Data items:
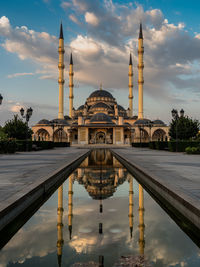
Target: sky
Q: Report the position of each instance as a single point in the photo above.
(101, 35)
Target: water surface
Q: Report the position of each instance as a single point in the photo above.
(100, 216)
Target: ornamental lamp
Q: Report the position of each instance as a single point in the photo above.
(174, 113)
(1, 98)
(30, 112)
(182, 112)
(22, 112)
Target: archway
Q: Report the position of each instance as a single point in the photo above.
(42, 135)
(159, 135)
(100, 138)
(60, 135)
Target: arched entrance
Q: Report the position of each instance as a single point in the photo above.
(42, 135)
(159, 135)
(100, 138)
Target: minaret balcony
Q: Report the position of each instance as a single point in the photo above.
(61, 66)
(140, 66)
(140, 50)
(61, 50)
(140, 82)
(62, 81)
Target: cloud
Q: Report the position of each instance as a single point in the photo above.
(14, 75)
(91, 18)
(108, 32)
(74, 19)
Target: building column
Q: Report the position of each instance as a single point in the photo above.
(70, 204)
(71, 86)
(130, 215)
(61, 67)
(140, 73)
(141, 220)
(130, 85)
(60, 210)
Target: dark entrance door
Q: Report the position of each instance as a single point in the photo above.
(100, 138)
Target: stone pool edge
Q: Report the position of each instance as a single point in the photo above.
(177, 199)
(25, 198)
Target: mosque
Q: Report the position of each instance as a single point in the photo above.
(100, 120)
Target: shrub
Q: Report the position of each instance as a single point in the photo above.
(44, 144)
(181, 145)
(142, 144)
(8, 146)
(192, 150)
(161, 145)
(61, 144)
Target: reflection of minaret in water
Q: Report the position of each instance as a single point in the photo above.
(70, 205)
(141, 220)
(130, 215)
(60, 224)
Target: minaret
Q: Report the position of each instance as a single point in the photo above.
(70, 205)
(130, 85)
(141, 220)
(60, 210)
(130, 215)
(71, 86)
(140, 74)
(61, 67)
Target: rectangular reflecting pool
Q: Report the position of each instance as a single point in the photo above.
(100, 216)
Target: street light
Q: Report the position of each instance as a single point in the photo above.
(27, 116)
(150, 125)
(175, 116)
(1, 98)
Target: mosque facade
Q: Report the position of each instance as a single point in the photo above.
(100, 120)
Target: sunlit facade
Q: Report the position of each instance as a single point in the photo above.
(100, 120)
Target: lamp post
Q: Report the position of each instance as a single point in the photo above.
(27, 116)
(1, 98)
(140, 128)
(175, 116)
(150, 125)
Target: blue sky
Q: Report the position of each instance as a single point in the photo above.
(101, 34)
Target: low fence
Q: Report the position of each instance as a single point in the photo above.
(173, 146)
(12, 146)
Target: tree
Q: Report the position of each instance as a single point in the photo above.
(187, 128)
(17, 129)
(3, 136)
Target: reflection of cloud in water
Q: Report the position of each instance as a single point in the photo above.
(164, 242)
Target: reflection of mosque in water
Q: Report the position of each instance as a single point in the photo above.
(100, 174)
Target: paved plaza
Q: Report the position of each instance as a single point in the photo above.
(21, 172)
(178, 173)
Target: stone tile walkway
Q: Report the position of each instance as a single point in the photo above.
(178, 172)
(21, 171)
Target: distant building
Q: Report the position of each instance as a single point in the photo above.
(100, 120)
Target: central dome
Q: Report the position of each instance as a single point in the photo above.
(101, 118)
(101, 93)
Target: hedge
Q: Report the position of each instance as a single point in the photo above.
(61, 144)
(12, 146)
(192, 150)
(182, 145)
(142, 144)
(8, 146)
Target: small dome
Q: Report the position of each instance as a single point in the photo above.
(59, 121)
(142, 121)
(158, 122)
(101, 93)
(100, 105)
(101, 118)
(44, 121)
(81, 107)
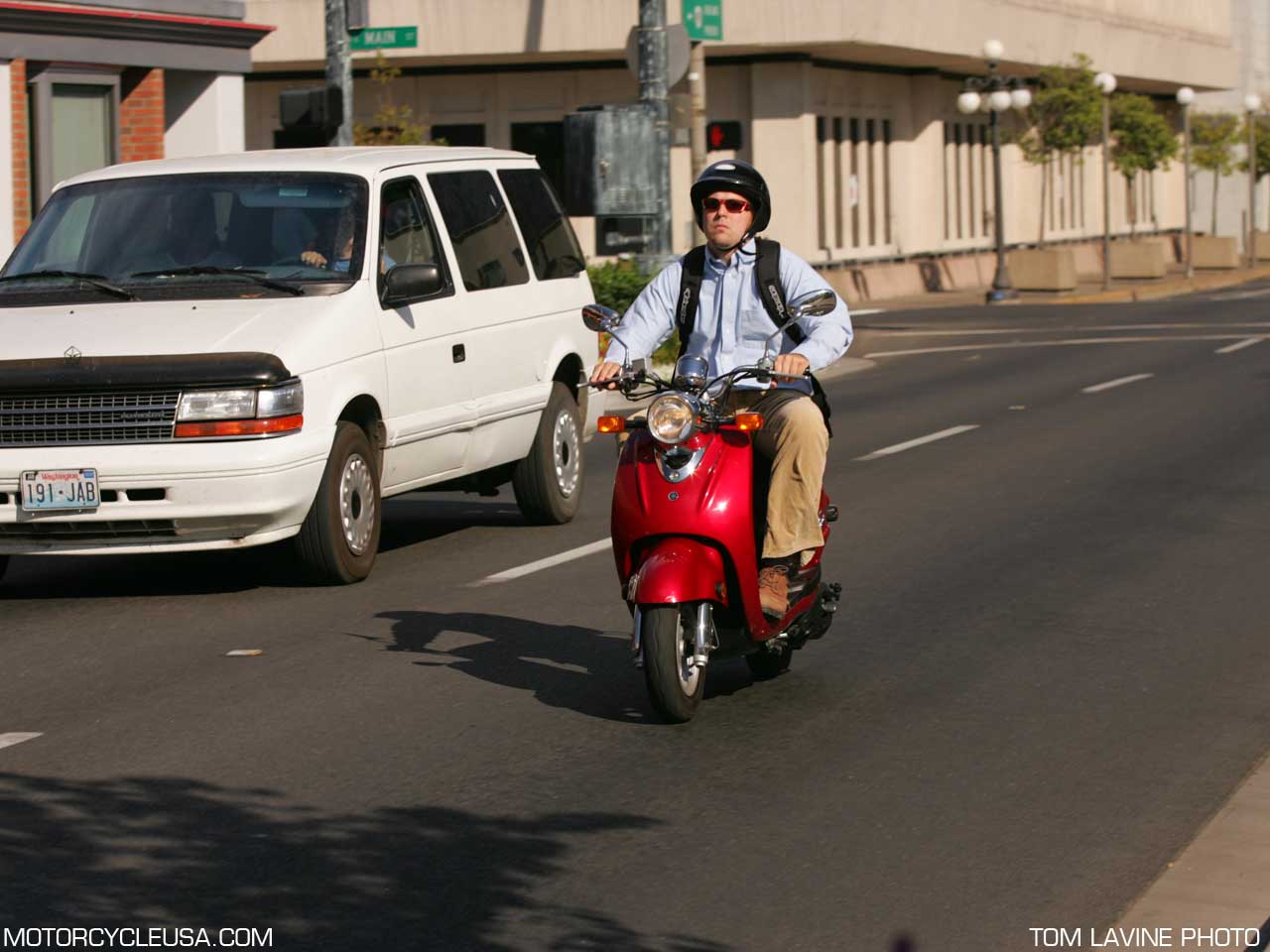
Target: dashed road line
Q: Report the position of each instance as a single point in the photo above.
(1242, 344)
(919, 442)
(1116, 382)
(580, 552)
(1075, 341)
(8, 740)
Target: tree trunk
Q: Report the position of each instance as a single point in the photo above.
(1214, 202)
(1044, 177)
(1133, 206)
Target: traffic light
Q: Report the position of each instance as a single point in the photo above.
(722, 135)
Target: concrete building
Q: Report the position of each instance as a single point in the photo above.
(1250, 35)
(109, 81)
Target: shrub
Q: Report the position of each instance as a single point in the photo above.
(617, 285)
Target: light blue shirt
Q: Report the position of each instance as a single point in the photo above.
(731, 325)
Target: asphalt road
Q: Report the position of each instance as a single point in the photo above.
(1048, 673)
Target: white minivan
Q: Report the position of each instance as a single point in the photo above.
(225, 352)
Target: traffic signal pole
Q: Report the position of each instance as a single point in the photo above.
(698, 93)
(339, 67)
(653, 89)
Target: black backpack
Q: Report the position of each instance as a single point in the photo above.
(767, 271)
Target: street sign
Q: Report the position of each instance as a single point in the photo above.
(702, 19)
(677, 53)
(384, 37)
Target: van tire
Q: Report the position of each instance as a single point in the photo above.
(548, 483)
(340, 535)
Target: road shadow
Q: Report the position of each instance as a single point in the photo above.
(563, 665)
(417, 518)
(164, 852)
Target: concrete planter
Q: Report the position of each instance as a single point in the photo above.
(1138, 259)
(1214, 252)
(1043, 270)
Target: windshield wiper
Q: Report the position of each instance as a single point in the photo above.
(96, 281)
(249, 273)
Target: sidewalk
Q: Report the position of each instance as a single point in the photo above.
(1087, 293)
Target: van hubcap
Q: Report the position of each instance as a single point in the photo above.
(567, 453)
(357, 504)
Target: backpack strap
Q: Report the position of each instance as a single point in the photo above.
(694, 267)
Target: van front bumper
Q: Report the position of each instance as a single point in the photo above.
(169, 497)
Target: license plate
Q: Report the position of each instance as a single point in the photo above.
(59, 489)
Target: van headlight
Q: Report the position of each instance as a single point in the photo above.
(671, 417)
(240, 412)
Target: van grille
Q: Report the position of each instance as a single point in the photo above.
(70, 419)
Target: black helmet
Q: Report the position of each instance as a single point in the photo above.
(742, 178)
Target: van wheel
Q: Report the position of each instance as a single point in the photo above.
(340, 535)
(548, 483)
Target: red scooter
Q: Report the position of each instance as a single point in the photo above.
(690, 506)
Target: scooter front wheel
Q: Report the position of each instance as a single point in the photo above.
(675, 684)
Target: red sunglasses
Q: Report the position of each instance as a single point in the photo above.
(733, 204)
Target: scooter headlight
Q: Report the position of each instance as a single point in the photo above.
(671, 416)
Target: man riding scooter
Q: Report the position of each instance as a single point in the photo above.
(726, 298)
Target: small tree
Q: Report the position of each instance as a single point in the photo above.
(1213, 136)
(1262, 141)
(1065, 117)
(391, 125)
(1144, 141)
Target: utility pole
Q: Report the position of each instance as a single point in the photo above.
(653, 87)
(339, 67)
(698, 90)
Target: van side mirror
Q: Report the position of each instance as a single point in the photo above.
(409, 282)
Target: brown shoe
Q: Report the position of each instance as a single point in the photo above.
(774, 590)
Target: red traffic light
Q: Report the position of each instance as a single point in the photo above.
(722, 135)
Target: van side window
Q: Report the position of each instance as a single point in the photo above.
(480, 229)
(554, 248)
(405, 234)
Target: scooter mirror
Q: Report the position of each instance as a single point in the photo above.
(815, 303)
(599, 318)
(690, 372)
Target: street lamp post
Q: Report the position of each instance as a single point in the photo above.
(1105, 81)
(1252, 104)
(996, 93)
(1185, 96)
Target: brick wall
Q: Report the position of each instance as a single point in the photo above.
(21, 149)
(141, 114)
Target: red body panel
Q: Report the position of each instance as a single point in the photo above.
(679, 570)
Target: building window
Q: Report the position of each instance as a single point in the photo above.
(853, 182)
(73, 125)
(545, 141)
(966, 181)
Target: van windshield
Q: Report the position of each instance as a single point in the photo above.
(204, 235)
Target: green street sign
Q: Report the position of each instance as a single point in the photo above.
(384, 37)
(702, 19)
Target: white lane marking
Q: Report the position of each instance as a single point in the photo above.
(8, 740)
(1069, 329)
(604, 543)
(1242, 344)
(1116, 382)
(1075, 341)
(920, 440)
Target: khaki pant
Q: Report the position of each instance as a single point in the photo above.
(797, 443)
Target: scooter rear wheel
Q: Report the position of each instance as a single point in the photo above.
(674, 684)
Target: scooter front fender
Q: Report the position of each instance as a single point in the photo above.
(679, 570)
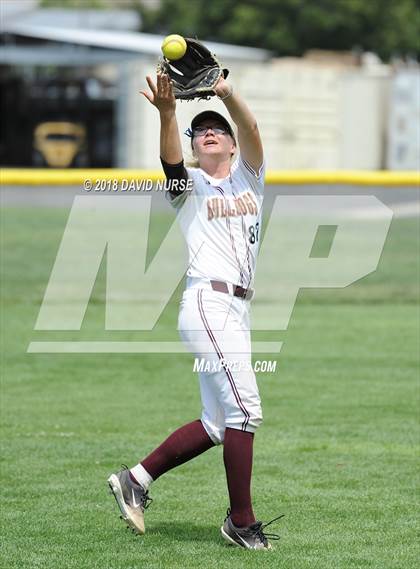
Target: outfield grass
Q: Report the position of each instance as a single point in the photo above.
(336, 453)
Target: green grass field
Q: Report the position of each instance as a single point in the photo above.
(336, 453)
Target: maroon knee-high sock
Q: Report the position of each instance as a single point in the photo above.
(184, 444)
(237, 456)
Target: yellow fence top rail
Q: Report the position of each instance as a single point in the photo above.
(76, 177)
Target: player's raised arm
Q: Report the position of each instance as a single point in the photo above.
(248, 135)
(163, 99)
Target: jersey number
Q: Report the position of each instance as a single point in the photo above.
(253, 233)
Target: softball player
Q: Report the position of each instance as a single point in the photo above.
(221, 222)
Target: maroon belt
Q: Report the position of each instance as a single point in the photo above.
(221, 286)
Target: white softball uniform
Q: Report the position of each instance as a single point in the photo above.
(221, 222)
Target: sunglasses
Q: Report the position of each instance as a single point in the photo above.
(202, 130)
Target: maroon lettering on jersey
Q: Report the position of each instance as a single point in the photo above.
(210, 211)
(249, 204)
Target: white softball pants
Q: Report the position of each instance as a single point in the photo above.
(215, 327)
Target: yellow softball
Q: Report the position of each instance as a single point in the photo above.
(174, 47)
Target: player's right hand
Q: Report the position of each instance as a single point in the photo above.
(161, 95)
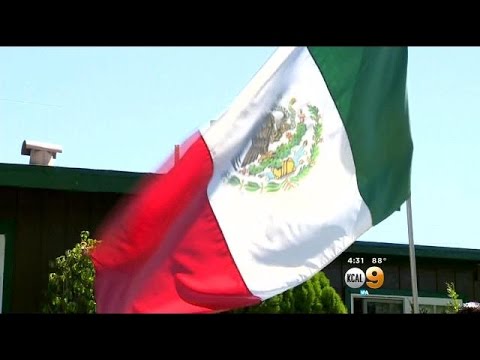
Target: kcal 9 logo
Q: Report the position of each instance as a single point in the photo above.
(374, 277)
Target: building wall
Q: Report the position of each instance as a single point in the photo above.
(47, 222)
(432, 275)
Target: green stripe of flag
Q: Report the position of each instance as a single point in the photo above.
(368, 86)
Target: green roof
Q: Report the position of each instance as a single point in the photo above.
(90, 180)
(71, 179)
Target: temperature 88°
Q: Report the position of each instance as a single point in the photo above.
(378, 260)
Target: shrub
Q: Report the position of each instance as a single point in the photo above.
(70, 289)
(70, 284)
(314, 296)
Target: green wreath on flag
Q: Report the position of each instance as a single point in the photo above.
(285, 172)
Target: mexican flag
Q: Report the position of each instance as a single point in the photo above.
(312, 153)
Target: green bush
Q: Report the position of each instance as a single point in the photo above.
(70, 289)
(70, 284)
(314, 296)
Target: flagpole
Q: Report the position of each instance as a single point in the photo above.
(413, 267)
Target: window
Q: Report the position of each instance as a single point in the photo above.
(386, 304)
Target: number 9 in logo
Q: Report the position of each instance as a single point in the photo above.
(375, 277)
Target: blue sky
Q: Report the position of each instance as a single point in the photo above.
(125, 108)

→ **Exercise directions**: Rewrite the listing starting at the line containing "Target: tree trunk" and ending at the line containing "(1048, 673)", renaming "asphalt road" to "paved road" and leaving everything else unchanged.

→ **Finished task**:
Target: tree trunk
Q: Report the position of each instance as a single point in the photo above.
(1214, 202)
(1044, 177)
(1133, 206)
Target: traffic light
Q: Report the position of each instance as a single point in the photo above.
(722, 135)
Target: concrete building
Q: Report the position of each instance as a single point in the photo above.
(1250, 35)
(109, 81)
Target: shrub
Q: Report the position of each instance as a single point in the photo above.
(617, 285)
Target: light blue shirt
Q: Report the position of each instance as a single point in the photo above.
(731, 325)
Target: paved road
Q: Report the position of each instance as a single point in the photo above.
(1048, 673)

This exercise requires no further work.